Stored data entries

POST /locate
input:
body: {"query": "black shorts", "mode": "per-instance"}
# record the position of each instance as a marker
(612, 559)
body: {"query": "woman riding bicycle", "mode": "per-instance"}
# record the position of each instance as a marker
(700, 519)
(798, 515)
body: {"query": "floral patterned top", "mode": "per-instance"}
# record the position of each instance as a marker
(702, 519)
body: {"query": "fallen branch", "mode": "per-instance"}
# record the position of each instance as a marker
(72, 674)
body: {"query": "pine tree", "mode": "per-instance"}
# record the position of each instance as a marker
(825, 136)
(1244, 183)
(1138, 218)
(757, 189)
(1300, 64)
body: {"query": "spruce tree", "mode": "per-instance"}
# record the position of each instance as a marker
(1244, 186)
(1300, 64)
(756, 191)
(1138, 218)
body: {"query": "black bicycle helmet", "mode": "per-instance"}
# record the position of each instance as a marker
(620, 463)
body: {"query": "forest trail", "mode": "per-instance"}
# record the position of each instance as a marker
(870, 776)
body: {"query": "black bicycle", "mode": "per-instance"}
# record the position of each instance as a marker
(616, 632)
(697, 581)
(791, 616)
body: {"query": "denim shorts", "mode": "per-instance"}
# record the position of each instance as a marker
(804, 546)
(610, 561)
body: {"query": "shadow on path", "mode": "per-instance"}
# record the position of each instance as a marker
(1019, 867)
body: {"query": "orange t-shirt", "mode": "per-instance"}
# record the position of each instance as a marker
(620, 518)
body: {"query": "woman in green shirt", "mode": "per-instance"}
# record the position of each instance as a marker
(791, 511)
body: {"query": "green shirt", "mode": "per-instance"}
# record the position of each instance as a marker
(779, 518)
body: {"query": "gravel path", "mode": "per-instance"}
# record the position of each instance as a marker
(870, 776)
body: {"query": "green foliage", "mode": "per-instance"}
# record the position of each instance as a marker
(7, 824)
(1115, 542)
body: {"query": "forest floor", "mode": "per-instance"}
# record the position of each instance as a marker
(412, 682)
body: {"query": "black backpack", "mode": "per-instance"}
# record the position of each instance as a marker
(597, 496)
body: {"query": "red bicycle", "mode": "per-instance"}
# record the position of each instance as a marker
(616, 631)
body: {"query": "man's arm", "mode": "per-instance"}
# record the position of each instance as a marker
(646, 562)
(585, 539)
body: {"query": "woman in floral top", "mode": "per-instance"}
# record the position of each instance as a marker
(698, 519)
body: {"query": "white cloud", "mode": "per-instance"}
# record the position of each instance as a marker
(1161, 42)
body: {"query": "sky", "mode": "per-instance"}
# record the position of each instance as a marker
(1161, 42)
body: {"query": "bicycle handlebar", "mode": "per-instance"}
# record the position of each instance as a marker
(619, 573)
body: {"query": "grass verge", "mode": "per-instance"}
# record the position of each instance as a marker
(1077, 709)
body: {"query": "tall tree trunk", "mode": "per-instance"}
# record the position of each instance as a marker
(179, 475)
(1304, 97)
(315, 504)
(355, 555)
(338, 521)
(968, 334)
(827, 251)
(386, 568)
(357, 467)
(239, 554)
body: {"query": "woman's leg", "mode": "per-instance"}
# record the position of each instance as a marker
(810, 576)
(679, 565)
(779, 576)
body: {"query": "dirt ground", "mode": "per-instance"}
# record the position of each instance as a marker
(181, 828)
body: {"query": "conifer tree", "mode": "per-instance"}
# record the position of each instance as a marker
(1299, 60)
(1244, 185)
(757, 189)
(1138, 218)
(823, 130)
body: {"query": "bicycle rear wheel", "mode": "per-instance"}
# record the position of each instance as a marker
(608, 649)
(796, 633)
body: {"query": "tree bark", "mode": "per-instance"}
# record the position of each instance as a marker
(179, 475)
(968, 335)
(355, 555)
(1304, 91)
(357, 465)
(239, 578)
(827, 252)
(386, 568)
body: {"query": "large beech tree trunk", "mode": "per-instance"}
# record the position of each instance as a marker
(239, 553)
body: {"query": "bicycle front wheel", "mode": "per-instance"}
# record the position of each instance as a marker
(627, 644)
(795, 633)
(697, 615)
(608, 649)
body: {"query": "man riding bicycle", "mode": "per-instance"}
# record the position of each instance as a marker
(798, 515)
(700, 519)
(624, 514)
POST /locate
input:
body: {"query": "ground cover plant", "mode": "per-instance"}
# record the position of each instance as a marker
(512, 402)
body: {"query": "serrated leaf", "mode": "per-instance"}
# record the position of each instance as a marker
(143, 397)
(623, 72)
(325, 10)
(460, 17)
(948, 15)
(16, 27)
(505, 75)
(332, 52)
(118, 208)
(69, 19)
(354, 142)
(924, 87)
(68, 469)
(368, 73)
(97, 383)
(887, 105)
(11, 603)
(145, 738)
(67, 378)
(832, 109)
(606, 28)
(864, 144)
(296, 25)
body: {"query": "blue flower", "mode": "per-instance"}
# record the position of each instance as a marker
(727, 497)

Work item: The answer should be an exact reproduction of all the entries.

Response to the exercise:
POST /locate
input:
body: {"query": "black shorts", "mode": "per-instance"}
# record the position of each instance as a marker
(612, 559)
body: {"query": "woman riding bicycle", "mode": "per-instance"}
# record the position of each instance as a marker
(700, 519)
(798, 515)
body: {"query": "floral patterned top", "mode": "per-instance"}
# record the position of each instance as a marker
(702, 519)
body: {"query": "fallen branch", "mode": "per-instance"}
# record the position of each instance as a marker
(72, 674)
body: {"query": "pine tree", "mode": "per-instance"}
# record the position of each instance as a marker
(825, 136)
(1244, 183)
(1138, 218)
(757, 189)
(1300, 64)
body: {"query": "spruce tree", "mode": "per-instance"}
# record the position of each instance as a marker
(1244, 186)
(1300, 64)
(756, 191)
(1138, 218)
body: {"query": "black bicycle helmet", "mode": "per-instance"}
# record the position of each instance as a marker
(620, 463)
body: {"query": "forest trail", "mode": "per-instance"}
# record the position of each instance as a marker
(870, 776)
body: {"query": "black bicycle", "mode": "per-instance"}
# record the position of each instance as a marker
(616, 632)
(697, 581)
(791, 616)
body: {"query": "denim shorts", "mode": "per-instance"}
# record the position of each instance as a marker
(804, 546)
(610, 561)
body: {"query": "shadow on path", "mode": "per-instance"}
# record the position of each instance as a marker
(1019, 867)
body: {"query": "orange t-shirt", "mode": "per-instance"}
# record the position of each instance as a marker
(620, 518)
body: {"query": "woman in green shirt", "mode": "per-instance"}
# record the position of each instance as a marker
(791, 511)
body: {"query": "green shirt", "mode": "per-instance"}
# record the position of each instance as a marker
(779, 518)
body: {"query": "gravel path", "mode": "per-instance"}
# record the position of each instance as a marker
(870, 776)
body: {"query": "green foliage", "mode": "per-instance"}
# record the position of each instance as a marker
(7, 824)
(1115, 542)
body: {"query": "forest floor", "mode": "per-instance"}
# record the position of each instance as a marker
(412, 682)
body: {"query": "black backpack", "mode": "per-instance"}
# record the position of each instance as a marker
(597, 496)
body: {"query": "red bicycle", "mode": "per-instance"}
# record the position of each instance as a marker
(616, 631)
body: {"query": "man's arm", "mode": "per-instance"}
# record the position of each instance as a marker
(646, 562)
(585, 539)
body: {"query": "woman in floral top", "mode": "per-instance"}
# record the position of each instance as a marker
(698, 519)
body: {"query": "white cloud", "mode": "per-instance"}
# record the position of each instance as a marker
(1161, 42)
body: {"query": "sky", "mode": "per-instance"}
# record the position of each instance as a marker
(1161, 42)
body: {"query": "bicycle handlebar", "mode": "per-instance"}
# record the position of each instance as a marker
(619, 573)
body: {"query": "grass verge", "mode": "per-instance"}
# record the position of each instance as a marker
(1077, 709)
body: {"query": "tall tree trunk", "mode": "per-instance"}
# record the position of each instance as a marker
(179, 475)
(1304, 97)
(315, 504)
(355, 555)
(338, 521)
(968, 334)
(827, 251)
(386, 568)
(357, 467)
(239, 554)
body: {"query": "woman's leg", "mode": "per-instance"}
# record the position of each instance as a marker
(810, 576)
(679, 565)
(779, 576)
body: {"query": "dirt ground", "mode": "per-instance"}
# record the position of each instance as a marker
(181, 828)
body: {"query": "conifer tree", "mode": "per-instance"}
# record the position of each instance as a marker
(1299, 60)
(1244, 185)
(757, 189)
(1138, 218)
(823, 130)
body: {"query": "bicycle rear wheel", "mode": "per-instance"}
# record the position of each instance as a marker
(608, 649)
(796, 633)
body: {"query": "tree bark", "mode": "per-instance"}
# record the position of each instance as a marker
(179, 475)
(968, 335)
(355, 555)
(1304, 91)
(357, 465)
(239, 578)
(827, 252)
(386, 568)
body: {"query": "large beech tree trunk", "mode": "per-instance"}
# record the position of each instance as a marker
(239, 553)
body: {"query": "bicycle front wheel", "mode": "per-instance"}
# record the position of each instance as a marker
(627, 644)
(795, 633)
(697, 615)
(608, 649)
body: {"query": "man riding bicycle", "mode": "per-instance"}
# record the position of each instance as a marker
(798, 515)
(700, 519)
(624, 514)
POST /locate
input:
body: {"query": "ground cover plant", "mode": "per-instance"}
# record the position of each instance as a marker
(512, 402)
body: {"query": "serrated leaf", "mode": "per-instance"}
# record the position of each instance as a marker
(143, 397)
(623, 72)
(325, 10)
(460, 17)
(948, 15)
(16, 27)
(505, 75)
(332, 52)
(118, 208)
(69, 19)
(354, 142)
(924, 87)
(68, 469)
(368, 73)
(97, 383)
(887, 105)
(11, 603)
(145, 738)
(67, 378)
(832, 109)
(606, 28)
(864, 144)
(296, 25)
body: {"query": "blue flower", "mode": "per-instance"}
# record the position of each instance as a marker
(727, 497)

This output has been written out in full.